> Entries:

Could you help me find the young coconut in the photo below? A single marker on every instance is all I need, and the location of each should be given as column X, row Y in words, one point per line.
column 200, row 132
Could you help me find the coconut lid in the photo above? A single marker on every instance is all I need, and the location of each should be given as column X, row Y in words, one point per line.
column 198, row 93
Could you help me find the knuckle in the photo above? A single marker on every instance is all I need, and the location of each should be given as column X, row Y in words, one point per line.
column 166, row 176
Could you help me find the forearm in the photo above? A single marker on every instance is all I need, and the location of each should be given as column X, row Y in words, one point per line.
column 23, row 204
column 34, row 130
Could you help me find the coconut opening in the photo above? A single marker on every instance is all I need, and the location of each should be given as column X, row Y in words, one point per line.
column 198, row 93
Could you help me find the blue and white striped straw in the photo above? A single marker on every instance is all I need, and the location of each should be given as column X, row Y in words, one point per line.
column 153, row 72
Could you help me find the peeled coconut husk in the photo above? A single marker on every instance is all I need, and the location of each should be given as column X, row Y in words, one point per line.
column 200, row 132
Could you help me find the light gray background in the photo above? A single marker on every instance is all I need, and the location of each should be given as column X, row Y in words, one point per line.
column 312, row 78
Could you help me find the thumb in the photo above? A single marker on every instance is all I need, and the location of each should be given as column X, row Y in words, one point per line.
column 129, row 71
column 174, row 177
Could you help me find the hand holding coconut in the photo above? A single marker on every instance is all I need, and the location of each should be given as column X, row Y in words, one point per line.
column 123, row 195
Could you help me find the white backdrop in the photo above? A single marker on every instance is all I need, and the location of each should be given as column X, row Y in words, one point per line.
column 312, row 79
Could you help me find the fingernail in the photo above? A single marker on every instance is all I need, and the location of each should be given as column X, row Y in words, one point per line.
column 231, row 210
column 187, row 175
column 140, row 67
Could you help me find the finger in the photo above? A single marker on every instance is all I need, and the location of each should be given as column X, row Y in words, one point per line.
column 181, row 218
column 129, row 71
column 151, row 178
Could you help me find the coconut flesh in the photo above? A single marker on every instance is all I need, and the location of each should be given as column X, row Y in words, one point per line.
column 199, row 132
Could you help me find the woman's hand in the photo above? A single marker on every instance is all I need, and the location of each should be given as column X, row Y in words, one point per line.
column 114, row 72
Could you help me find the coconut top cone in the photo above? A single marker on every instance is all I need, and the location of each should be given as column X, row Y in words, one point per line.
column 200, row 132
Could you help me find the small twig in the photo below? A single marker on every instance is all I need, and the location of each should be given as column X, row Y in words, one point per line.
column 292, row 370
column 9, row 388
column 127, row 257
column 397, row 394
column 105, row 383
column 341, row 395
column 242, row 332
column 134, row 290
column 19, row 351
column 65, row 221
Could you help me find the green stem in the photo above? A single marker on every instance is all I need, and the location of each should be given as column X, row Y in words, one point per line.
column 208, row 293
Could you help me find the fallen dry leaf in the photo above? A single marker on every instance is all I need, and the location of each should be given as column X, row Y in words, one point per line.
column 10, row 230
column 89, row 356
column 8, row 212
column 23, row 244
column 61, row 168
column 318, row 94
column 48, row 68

> Exercise brief:
Reproduce the lines above without any changes, starting at the line containing "Could you help me find the fallen" and ending at the line containing "column 23, row 244", with both of those lines included.

> Answer below:
Could you help me find the fallen dry leaf in the photo above? A single marker on every instance is all I need, and the location of each should be given as column X, row Y in words, one point per line.
column 10, row 230
column 89, row 356
column 8, row 212
column 23, row 244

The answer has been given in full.